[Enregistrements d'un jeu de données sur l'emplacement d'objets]
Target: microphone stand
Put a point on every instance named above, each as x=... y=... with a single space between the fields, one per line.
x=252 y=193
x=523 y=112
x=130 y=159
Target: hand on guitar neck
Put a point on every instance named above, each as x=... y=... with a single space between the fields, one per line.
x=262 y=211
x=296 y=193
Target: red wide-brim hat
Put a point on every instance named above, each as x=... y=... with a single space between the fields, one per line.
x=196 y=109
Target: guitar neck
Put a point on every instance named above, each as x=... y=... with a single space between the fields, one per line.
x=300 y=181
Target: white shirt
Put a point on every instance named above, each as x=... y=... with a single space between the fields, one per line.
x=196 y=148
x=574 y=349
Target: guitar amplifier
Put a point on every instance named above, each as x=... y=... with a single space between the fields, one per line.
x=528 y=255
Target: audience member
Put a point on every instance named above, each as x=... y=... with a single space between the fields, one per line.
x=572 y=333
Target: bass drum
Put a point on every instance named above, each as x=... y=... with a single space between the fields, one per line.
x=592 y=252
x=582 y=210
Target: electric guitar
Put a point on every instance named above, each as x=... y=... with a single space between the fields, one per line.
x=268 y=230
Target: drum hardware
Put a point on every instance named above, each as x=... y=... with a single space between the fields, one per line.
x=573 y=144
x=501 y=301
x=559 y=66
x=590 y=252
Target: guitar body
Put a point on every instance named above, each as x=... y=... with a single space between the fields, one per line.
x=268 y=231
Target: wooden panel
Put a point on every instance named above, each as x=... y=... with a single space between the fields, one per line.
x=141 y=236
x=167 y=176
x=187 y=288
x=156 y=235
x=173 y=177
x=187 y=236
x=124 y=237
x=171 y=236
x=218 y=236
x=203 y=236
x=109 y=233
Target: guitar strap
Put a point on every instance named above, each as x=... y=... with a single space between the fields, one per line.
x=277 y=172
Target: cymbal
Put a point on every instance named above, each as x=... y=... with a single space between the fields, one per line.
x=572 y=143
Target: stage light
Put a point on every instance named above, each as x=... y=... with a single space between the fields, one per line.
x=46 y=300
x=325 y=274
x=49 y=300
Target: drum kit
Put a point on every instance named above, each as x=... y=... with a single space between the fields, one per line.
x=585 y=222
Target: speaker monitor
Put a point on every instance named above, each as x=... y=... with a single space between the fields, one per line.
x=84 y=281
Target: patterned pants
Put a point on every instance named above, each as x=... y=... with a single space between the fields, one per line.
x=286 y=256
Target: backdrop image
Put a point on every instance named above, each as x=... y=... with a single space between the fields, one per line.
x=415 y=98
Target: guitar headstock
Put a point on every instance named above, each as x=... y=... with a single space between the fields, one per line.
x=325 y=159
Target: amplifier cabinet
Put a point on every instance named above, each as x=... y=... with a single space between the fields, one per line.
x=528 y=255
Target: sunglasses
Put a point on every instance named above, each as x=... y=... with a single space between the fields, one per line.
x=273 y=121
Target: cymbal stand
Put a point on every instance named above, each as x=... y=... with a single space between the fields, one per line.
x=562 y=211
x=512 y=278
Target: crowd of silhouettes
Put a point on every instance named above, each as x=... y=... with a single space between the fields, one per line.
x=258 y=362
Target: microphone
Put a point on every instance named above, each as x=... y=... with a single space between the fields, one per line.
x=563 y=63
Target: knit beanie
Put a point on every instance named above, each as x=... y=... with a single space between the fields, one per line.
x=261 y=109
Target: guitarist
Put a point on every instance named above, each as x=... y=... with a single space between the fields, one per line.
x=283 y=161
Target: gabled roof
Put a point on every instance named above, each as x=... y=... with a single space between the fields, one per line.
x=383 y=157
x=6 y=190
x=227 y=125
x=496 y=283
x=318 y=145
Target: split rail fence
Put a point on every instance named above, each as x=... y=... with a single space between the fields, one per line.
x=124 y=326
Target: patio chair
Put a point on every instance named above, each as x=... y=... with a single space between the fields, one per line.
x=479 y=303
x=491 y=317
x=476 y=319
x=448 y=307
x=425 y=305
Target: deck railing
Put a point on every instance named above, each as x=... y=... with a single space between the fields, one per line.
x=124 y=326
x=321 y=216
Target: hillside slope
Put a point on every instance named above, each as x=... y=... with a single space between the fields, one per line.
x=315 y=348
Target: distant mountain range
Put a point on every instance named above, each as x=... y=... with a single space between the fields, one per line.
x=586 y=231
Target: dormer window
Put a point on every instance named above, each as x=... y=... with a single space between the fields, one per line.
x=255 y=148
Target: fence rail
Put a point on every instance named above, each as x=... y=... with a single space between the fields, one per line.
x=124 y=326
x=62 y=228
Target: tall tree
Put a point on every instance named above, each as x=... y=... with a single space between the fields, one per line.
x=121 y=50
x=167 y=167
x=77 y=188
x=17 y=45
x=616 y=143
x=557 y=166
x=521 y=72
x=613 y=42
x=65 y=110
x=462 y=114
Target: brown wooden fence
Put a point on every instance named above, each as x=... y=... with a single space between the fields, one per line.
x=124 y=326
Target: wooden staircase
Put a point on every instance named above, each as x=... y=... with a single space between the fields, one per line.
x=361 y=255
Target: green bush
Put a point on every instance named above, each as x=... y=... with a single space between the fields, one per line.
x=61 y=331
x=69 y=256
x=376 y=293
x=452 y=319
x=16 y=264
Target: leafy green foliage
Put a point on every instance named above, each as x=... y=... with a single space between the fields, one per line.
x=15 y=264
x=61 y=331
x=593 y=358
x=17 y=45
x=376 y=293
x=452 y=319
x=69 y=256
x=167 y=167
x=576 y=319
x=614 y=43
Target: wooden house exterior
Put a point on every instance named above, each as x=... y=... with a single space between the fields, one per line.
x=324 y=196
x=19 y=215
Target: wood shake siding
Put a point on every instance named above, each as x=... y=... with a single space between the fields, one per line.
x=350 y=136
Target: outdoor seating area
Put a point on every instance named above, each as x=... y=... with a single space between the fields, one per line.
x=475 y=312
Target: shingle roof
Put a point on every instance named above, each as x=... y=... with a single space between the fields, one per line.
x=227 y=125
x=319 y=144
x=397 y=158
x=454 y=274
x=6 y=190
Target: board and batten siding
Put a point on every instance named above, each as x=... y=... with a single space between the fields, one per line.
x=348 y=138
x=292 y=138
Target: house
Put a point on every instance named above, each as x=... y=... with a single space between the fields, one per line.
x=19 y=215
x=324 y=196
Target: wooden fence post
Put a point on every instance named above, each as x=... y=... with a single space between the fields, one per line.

- [Problème à résoudre] Réécrivez l'ensemble du matériel ci-dessus en tableau Markdown à deux colonnes, « N° » et « Ligne », avec une rangée numérotée par ligne. Laissez de côté les lignes vides.

- [Corrigé de l'exercice]
| N° | Ligne |
|---|---|
| 1 | Target: microphone stand |
| 2 | Put a point on every instance named above, each as x=... y=... with a single space between the fields, one per line. |
| 3 | x=252 y=193 |
| 4 | x=523 y=112 |
| 5 | x=130 y=159 |
| 6 | Target: hand on guitar neck |
| 7 | Put a point on every instance named above, each as x=... y=... with a single space between the fields, one per line. |
| 8 | x=262 y=211 |
| 9 | x=296 y=193 |
| 10 | Target: red wide-brim hat |
| 11 | Put a point on every instance named above, each as x=... y=... with a single space between the fields, one per line. |
| 12 | x=196 y=109 |
| 13 | Target: guitar neck |
| 14 | Put a point on every instance named above, each as x=... y=... with a single space between the fields, one per line. |
| 15 | x=300 y=181 |
| 16 | Target: white shirt |
| 17 | Put a point on every instance named above, each as x=... y=... with a single space between the fields, one per line. |
| 18 | x=196 y=148 |
| 19 | x=574 y=349 |
| 20 | Target: guitar amplifier |
| 21 | Put a point on every instance named above, each as x=... y=... with a single space between the fields, one per line. |
| 22 | x=528 y=255 |
| 23 | Target: audience member |
| 24 | Put a point on every instance named above, each as x=... y=... with a single space between the fields, one per line. |
| 25 | x=572 y=333 |
| 26 | Target: bass drum |
| 27 | Put a point on every instance named above, each as x=... y=... with a single space between the fields, one per line. |
| 28 | x=592 y=252 |
| 29 | x=582 y=210 |
| 30 | Target: electric guitar |
| 31 | Put a point on every instance named above, each as x=... y=... with a single space between the fields, one per line. |
| 32 | x=268 y=230 |
| 33 | Target: drum hardware |
| 34 | Put a point on every instance named above, each as x=... y=... with a single space between the fields, one per line. |
| 35 | x=573 y=144 |
| 36 | x=501 y=301 |
| 37 | x=559 y=66 |
| 38 | x=590 y=252 |
| 39 | Target: guitar body |
| 40 | Put a point on every instance named above, each as x=... y=... with a single space between the fields, one per line. |
| 41 | x=268 y=231 |
| 42 | Target: wooden panel |
| 43 | Put a point on every instance named above, each as x=... y=... with a single space between the fields, one per line. |
| 44 | x=141 y=236 |
| 45 | x=167 y=176 |
| 46 | x=187 y=288 |
| 47 | x=156 y=235 |
| 48 | x=173 y=177 |
| 49 | x=187 y=236 |
| 50 | x=124 y=237 |
| 51 | x=171 y=236 |
| 52 | x=218 y=236 |
| 53 | x=203 y=236 |
| 54 | x=109 y=233 |
| 55 | Target: guitar strap |
| 56 | Put a point on every instance named above, each as x=... y=... with a single space between the fields, one per line. |
| 57 | x=277 y=172 |
| 58 | Target: cymbal |
| 59 | Put a point on every instance named above, each as x=... y=... with a single space between the fields, one per line. |
| 60 | x=572 y=143 |
| 61 | Target: stage light |
| 62 | Put a point on every instance named above, each as x=... y=... with a single space between the fields, one per line. |
| 63 | x=46 y=300 |
| 64 | x=325 y=274 |
| 65 | x=49 y=300 |
| 66 | Target: drum kit |
| 67 | Put a point on every instance named above, each as x=... y=... with a single space between the fields, one per line. |
| 68 | x=585 y=222 |
| 69 | Target: speaker monitor |
| 70 | Put a point on every instance named above, each as x=... y=... with a single space between the fields, one per line. |
| 71 | x=84 y=281 |
| 72 | Target: patterned pants |
| 73 | Put a point on every instance named above, each as x=... y=... with a single space between the fields, one per line. |
| 74 | x=286 y=256 |
| 75 | Target: backdrop image |
| 76 | Put a point on every instance named above, each as x=... y=... with a single space between the fields, one per line. |
| 77 | x=415 y=98 |
| 78 | Target: guitar headstock |
| 79 | Put a point on every instance named above, each as x=... y=... with a single space between the fields, one per line. |
| 80 | x=325 y=159 |
| 81 | Target: amplifier cabinet |
| 82 | Put a point on every instance named above, each as x=... y=... with a single space between the fields, one per line. |
| 83 | x=528 y=255 |
| 84 | Target: sunglasses |
| 85 | Put a point on every instance named above, each as x=... y=... with a single space between the fields, one per line. |
| 86 | x=273 y=121 |
| 87 | Target: cymbal stand |
| 88 | Put a point on every instance named above, each as x=... y=... with a single space between the fields, one per line. |
| 89 | x=562 y=211 |
| 90 | x=512 y=278 |
| 91 | Target: crowd of silhouettes |
| 92 | Put a point on every instance named above, each as x=... y=... with a single space between the fields, one per line. |
| 93 | x=258 y=362 |
| 94 | Target: microphone |
| 95 | Put a point on every instance named above, each as x=... y=... with a single space between the fields, one per line. |
| 96 | x=563 y=63 |
| 97 | Target: knit beanie |
| 98 | Put a point on every instance named above, each as x=... y=... with a single space between the fields, one per line. |
| 99 | x=261 y=109 |
| 100 | Target: guitarist |
| 101 | Put a point on every instance named above, each as x=... y=... with a single space between the fields, one per line. |
| 102 | x=283 y=161 |
| 103 | Target: gabled roof |
| 104 | Put a point on every instance named above, each as x=... y=... with a single space between the fields, one per line. |
| 105 | x=383 y=157 |
| 106 | x=6 y=190 |
| 107 | x=227 y=125 |
| 108 | x=496 y=283 |
| 109 | x=318 y=145 |
| 110 | Target: split rail fence |
| 111 | Put a point on every instance named above, each as x=... y=... with a single space between the fields, one per line. |
| 112 | x=124 y=326 |
| 113 | Target: patio chair |
| 114 | Put a point on every instance named above, each as x=... y=... with a single space between the fields, one per line. |
| 115 | x=479 y=303 |
| 116 | x=491 y=317 |
| 117 | x=476 y=319 |
| 118 | x=448 y=307 |
| 119 | x=425 y=305 |
| 120 | Target: deck railing |
| 121 | Put a point on every instance named above, each as x=... y=... with a single space between the fields, one per line. |
| 122 | x=124 y=326 |
| 123 | x=321 y=216 |
| 124 | Target: hillside slope |
| 125 | Put a point on every instance named above, each as x=... y=... with a single space between the fields, one per line. |
| 126 | x=315 y=348 |
| 127 | Target: distant mountain range |
| 128 | Put a point on every instance named above, each as x=... y=... with a single space between the fields, one per line. |
| 129 | x=586 y=231 |
| 130 | Target: dormer window |
| 131 | Put a point on every instance named above, each as x=... y=... with a single space between the fields, one per line. |
| 132 | x=255 y=148 |
| 133 | Target: fence rail |
| 134 | Put a point on every instance named above, each as x=... y=... with a single space between the fields, one per line. |
| 135 | x=124 y=326 |
| 136 | x=62 y=228 |
| 137 | Target: tall tree |
| 138 | Put a point on every instance named above, each as x=... y=... with a single space between the fields, one per line. |
| 139 | x=121 y=50 |
| 140 | x=167 y=167 |
| 141 | x=77 y=188 |
| 142 | x=17 y=45 |
| 143 | x=616 y=143 |
| 144 | x=557 y=166 |
| 145 | x=521 y=72 |
| 146 | x=613 y=42 |
| 147 | x=65 y=110 |
| 148 | x=462 y=114 |
| 149 | Target: brown wooden fence |
| 150 | Put a point on every instance named above, each as x=... y=... with a single space between the fields, one per line. |
| 151 | x=124 y=326 |
| 152 | Target: wooden staircase |
| 153 | Put a point on every instance named above, each as x=... y=... with a single space between the fields, one per line. |
| 154 | x=361 y=255 |
| 155 | Target: green bush |
| 156 | Put a point on every instance named above, each as x=... y=... with a single space between the fields, one per line. |
| 157 | x=61 y=331 |
| 158 | x=69 y=256 |
| 159 | x=376 y=293 |
| 160 | x=452 y=319 |
| 161 | x=16 y=264 |
| 162 | Target: leafy green foliage |
| 163 | Put a point on every instance named above, each as x=... y=... with a single space between the fields, one per line. |
| 164 | x=15 y=264 |
| 165 | x=61 y=331 |
| 166 | x=593 y=358 |
| 167 | x=17 y=45 |
| 168 | x=376 y=293 |
| 169 | x=452 y=319 |
| 170 | x=69 y=256 |
| 171 | x=167 y=167 |
| 172 | x=576 y=319 |
| 173 | x=614 y=43 |
| 174 | Target: wooden house exterior |
| 175 | Put a point on every instance named above, each as x=... y=... with a single space between the fields, one per line. |
| 176 | x=324 y=196 |
| 177 | x=19 y=215 |
| 178 | Target: wood shake siding |
| 179 | Put a point on every instance named above, each as x=... y=... with a single space between the fields, one per line. |
| 180 | x=350 y=136 |
| 181 | Target: outdoor seating area |
| 182 | Put a point on every instance named above, each as x=... y=... with a single space between the fields, one per line. |
| 183 | x=475 y=312 |
| 184 | Target: shingle roof |
| 185 | Put a point on every instance named above, each as x=... y=... with a single space between the fields, one per line. |
| 186 | x=227 y=125 |
| 187 | x=319 y=144 |
| 188 | x=397 y=158 |
| 189 | x=454 y=274 |
| 190 | x=6 y=190 |
| 191 | Target: board and batten siding |
| 192 | Put a point on every instance named above, each as x=... y=... with a single space between the fields, one per line. |
| 193 | x=348 y=138 |
| 194 | x=292 y=138 |
| 195 | Target: house |
| 196 | Put a point on every instance named above, each as x=... y=... with a single space between the fields, one per line. |
| 197 | x=19 y=215 |
| 198 | x=324 y=196 |
| 199 | Target: wooden fence post |
| 200 | Put a point on every instance named above, each as x=... y=... with a single space between the fields, one per line. |